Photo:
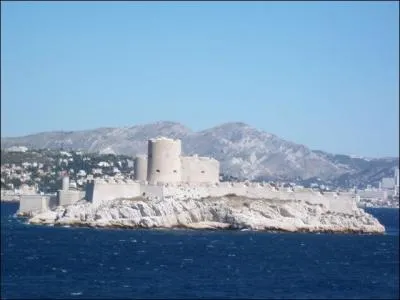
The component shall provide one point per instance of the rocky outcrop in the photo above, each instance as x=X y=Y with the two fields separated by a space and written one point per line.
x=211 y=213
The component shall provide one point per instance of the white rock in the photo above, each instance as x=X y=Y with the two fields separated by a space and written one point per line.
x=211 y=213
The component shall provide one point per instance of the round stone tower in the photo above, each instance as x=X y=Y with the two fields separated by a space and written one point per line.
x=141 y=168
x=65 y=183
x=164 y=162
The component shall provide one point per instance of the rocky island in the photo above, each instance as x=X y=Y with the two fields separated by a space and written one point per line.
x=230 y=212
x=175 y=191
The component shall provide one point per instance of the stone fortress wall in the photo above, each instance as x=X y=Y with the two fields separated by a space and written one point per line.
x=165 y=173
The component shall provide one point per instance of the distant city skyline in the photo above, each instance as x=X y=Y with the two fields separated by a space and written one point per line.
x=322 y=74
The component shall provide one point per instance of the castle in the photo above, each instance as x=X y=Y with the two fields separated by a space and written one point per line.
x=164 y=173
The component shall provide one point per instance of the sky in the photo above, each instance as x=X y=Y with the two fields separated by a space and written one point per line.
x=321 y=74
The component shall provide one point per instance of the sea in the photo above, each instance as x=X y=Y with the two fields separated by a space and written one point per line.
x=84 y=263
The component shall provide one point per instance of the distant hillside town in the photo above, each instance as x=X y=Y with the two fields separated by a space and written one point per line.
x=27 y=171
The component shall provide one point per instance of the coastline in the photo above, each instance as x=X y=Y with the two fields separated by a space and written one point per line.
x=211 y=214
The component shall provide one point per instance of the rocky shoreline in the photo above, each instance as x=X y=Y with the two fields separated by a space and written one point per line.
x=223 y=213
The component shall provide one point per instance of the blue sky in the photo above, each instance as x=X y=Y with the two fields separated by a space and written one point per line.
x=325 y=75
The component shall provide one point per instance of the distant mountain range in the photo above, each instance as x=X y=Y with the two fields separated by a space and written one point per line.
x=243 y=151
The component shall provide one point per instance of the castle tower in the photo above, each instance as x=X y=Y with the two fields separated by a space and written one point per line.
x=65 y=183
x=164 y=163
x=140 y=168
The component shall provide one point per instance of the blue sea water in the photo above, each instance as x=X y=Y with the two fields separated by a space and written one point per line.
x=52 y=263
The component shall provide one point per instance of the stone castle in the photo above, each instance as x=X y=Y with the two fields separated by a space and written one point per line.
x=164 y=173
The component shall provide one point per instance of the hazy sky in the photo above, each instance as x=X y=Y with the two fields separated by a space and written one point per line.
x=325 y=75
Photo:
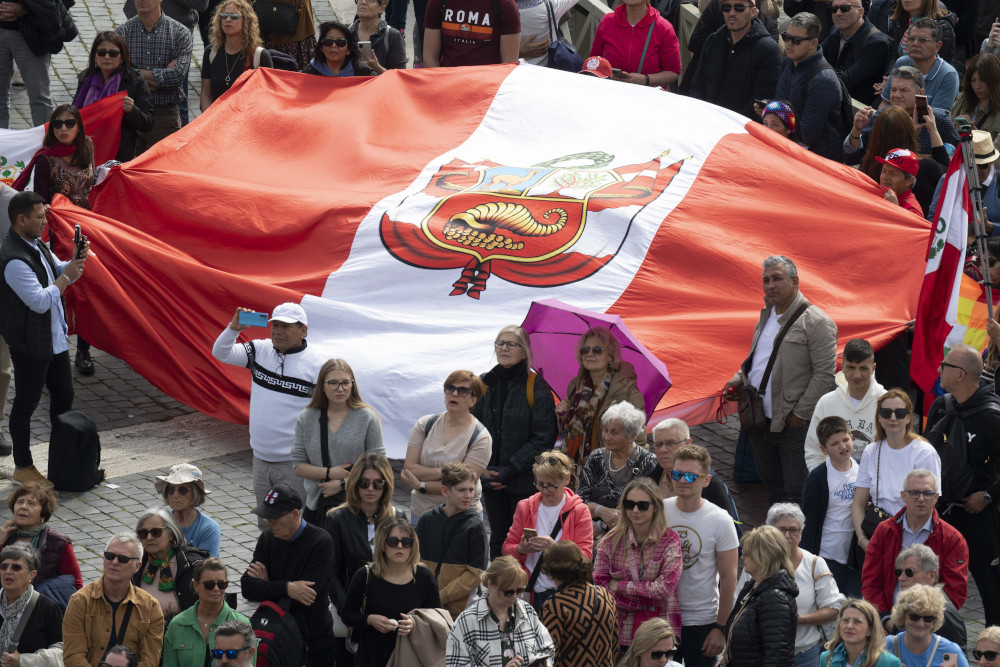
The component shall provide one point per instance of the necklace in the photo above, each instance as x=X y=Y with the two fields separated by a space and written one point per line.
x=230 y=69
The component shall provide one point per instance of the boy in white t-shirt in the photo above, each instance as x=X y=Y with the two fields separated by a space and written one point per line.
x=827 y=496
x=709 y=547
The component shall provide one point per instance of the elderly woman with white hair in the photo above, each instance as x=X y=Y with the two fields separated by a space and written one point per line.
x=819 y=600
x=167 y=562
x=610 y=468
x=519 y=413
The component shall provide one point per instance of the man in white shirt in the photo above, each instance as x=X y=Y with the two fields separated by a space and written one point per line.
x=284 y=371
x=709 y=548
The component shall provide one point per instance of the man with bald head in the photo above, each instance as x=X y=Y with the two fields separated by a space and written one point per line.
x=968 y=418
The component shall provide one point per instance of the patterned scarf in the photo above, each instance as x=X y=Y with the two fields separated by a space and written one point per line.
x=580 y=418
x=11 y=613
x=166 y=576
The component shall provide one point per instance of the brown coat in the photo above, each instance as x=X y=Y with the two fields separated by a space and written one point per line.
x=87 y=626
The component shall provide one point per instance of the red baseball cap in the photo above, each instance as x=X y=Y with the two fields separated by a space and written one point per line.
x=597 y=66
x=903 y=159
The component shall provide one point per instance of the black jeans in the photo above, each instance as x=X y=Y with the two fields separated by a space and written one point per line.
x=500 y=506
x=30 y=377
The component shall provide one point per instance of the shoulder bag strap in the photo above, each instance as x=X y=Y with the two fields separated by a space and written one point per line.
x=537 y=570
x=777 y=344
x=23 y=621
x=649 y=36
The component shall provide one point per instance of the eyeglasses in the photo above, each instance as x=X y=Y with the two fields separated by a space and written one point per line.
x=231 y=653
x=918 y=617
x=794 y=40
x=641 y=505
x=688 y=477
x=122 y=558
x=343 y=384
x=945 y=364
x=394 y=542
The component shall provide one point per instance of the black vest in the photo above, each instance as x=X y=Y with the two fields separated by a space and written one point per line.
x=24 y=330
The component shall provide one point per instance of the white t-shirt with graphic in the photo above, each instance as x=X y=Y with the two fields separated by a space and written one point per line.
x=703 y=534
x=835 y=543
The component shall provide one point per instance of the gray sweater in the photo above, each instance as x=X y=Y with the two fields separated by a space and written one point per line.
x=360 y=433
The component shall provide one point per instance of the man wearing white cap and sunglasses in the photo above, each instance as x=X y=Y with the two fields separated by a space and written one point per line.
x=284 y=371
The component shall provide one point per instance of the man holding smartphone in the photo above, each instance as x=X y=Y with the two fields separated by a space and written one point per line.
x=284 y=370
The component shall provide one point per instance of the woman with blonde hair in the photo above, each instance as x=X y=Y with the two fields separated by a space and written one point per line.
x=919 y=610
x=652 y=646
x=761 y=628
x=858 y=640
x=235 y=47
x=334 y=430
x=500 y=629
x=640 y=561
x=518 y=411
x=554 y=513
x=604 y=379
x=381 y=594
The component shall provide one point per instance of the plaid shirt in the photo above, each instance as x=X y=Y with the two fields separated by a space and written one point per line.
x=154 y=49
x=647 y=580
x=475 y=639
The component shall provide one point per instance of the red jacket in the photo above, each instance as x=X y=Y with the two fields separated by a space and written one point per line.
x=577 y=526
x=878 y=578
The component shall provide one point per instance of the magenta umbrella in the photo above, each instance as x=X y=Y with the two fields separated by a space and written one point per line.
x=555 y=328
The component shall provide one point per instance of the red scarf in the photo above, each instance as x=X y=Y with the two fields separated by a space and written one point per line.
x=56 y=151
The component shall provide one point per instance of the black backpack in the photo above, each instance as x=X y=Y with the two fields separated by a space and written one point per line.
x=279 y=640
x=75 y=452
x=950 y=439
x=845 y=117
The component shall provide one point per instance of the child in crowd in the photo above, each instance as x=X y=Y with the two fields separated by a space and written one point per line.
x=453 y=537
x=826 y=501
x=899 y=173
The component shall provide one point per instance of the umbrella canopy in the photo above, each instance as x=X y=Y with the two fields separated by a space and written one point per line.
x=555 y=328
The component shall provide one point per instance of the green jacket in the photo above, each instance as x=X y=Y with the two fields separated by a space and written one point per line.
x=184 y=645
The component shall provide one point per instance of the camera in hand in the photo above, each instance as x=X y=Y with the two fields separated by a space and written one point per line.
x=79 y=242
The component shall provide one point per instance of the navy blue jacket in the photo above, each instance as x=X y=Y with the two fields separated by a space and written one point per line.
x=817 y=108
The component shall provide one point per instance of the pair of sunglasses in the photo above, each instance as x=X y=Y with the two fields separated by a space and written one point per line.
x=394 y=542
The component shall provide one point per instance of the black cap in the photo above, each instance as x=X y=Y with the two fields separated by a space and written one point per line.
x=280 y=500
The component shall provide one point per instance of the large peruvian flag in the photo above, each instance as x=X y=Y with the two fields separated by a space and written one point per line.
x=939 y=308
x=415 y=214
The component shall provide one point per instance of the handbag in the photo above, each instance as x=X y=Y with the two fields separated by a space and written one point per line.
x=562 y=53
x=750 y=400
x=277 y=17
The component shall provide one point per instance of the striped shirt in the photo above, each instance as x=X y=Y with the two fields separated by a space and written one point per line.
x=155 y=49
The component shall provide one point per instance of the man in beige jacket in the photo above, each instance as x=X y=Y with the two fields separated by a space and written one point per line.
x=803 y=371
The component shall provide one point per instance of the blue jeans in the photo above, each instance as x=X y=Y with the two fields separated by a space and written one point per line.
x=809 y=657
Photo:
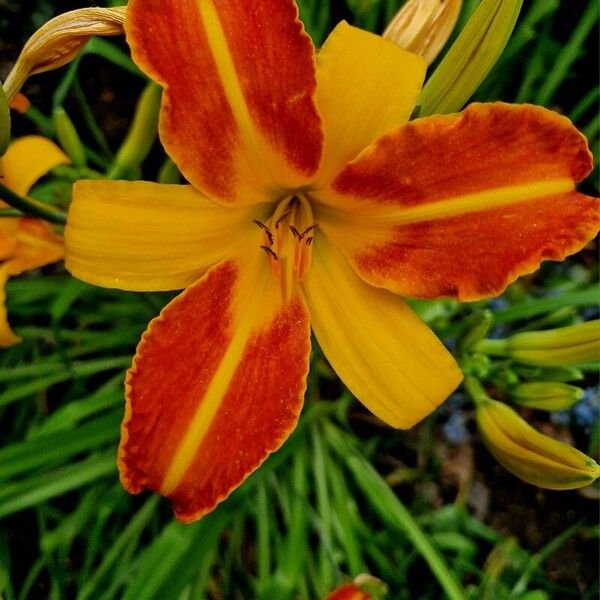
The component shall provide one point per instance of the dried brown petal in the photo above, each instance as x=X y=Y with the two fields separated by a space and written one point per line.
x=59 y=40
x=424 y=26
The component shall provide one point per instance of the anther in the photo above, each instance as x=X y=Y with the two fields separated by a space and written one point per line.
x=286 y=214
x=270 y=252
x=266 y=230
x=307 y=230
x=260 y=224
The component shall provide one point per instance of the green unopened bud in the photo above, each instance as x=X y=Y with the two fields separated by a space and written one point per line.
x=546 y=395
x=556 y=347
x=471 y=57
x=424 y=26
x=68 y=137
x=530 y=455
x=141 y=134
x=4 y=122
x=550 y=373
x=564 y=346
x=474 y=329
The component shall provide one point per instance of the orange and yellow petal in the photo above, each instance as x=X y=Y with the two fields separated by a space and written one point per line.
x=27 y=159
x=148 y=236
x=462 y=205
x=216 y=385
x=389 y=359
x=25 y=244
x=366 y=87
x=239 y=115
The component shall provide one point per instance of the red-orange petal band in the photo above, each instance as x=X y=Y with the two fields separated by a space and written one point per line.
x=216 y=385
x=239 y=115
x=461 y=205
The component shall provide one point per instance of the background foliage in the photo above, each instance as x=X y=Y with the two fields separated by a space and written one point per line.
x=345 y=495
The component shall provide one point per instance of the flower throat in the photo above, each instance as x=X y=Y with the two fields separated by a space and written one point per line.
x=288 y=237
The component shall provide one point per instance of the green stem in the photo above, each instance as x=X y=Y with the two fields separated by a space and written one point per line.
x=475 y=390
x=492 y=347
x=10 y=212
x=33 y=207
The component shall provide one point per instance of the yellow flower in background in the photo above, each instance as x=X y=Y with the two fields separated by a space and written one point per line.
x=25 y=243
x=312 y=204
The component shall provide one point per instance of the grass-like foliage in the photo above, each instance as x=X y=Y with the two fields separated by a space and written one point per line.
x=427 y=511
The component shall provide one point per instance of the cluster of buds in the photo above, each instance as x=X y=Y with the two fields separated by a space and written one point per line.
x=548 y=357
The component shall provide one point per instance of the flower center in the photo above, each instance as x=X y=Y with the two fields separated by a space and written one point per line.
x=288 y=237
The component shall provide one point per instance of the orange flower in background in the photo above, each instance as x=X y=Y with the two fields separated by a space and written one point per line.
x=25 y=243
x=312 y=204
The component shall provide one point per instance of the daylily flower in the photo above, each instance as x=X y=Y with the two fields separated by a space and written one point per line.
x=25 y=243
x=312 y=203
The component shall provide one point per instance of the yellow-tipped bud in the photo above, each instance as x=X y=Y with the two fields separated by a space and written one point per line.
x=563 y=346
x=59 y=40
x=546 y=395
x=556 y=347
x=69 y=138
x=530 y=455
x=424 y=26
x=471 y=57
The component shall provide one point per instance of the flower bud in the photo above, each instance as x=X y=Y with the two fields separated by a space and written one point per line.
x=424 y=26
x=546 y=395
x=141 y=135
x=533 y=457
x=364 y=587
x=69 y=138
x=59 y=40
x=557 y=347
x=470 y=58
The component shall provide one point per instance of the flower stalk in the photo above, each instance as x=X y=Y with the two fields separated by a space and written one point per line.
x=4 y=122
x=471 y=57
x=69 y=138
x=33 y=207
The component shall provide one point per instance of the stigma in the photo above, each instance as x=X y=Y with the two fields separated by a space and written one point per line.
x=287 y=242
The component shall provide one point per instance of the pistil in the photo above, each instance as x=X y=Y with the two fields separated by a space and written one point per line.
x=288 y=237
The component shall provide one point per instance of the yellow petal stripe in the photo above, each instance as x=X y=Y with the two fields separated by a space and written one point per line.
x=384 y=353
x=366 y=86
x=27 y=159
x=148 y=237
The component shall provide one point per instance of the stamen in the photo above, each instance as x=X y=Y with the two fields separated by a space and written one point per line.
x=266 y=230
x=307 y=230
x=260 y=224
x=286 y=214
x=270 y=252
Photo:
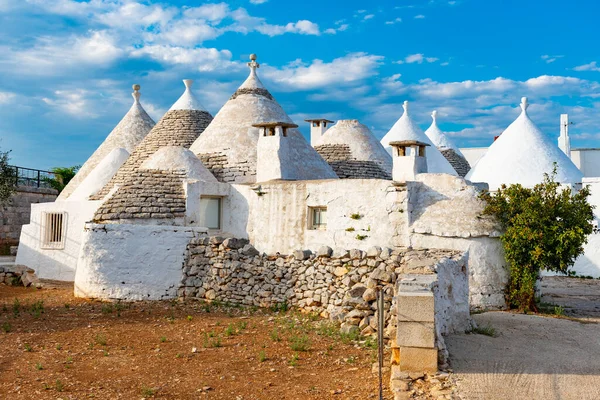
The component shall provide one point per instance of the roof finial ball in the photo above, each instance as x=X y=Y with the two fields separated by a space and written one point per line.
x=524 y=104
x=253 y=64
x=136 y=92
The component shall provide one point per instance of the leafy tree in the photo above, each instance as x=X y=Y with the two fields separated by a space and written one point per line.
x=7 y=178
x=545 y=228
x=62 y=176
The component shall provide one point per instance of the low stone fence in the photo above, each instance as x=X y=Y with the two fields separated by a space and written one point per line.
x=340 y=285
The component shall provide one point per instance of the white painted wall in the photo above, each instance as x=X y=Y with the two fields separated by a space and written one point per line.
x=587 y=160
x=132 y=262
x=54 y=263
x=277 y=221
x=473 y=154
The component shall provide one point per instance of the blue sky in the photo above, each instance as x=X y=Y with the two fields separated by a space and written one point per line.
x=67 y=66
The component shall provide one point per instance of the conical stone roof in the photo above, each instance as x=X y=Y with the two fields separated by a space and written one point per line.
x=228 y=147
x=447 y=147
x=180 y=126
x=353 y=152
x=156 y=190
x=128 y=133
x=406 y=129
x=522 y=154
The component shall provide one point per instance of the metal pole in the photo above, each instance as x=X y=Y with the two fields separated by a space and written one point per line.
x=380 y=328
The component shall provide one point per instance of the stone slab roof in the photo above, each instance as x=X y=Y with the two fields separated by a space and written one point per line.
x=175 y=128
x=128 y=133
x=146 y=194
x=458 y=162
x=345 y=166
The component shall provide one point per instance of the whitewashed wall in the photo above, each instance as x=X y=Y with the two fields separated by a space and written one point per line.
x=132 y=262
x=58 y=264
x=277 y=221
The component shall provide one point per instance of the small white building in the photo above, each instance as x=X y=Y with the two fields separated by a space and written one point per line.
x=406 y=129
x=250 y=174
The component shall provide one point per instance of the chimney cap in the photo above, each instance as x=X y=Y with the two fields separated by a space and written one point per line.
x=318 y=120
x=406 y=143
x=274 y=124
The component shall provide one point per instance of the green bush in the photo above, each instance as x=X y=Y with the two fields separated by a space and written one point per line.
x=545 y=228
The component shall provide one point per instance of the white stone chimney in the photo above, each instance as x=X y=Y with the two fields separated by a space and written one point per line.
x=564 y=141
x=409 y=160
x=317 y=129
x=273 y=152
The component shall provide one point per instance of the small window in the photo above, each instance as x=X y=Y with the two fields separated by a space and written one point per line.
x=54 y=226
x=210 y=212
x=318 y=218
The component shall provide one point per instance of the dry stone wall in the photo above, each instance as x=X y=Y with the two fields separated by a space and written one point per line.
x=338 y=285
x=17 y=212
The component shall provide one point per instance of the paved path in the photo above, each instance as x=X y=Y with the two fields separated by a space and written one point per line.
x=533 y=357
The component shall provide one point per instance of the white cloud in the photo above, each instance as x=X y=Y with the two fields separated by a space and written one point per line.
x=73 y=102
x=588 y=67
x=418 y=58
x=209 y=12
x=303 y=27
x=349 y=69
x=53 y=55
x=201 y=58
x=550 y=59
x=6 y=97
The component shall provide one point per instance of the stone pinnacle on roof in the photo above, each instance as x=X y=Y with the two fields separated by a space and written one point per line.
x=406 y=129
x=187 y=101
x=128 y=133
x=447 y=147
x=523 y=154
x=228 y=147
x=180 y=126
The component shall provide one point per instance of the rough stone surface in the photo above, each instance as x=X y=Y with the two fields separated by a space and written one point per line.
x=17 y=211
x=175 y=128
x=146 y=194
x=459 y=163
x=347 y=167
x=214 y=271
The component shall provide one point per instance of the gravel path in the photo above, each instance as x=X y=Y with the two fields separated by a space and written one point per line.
----
→ Your instructions
Please print exactly the lines from the one containing "The component shall provide one point per instance of the rough" through the last line of the material.

→ Result of the task
The component shall provide one point per instance of the rough stone surface in the photo above, each instance as x=X y=Y with the two fields separated by a space and written one point per line.
x=17 y=211
x=175 y=128
x=146 y=194
x=459 y=163
x=347 y=167
x=214 y=271
The component shall provide one point per instance of the gravel path in the photo above, each instance as x=X y=Y with the two fields separated by a space and written one point per line.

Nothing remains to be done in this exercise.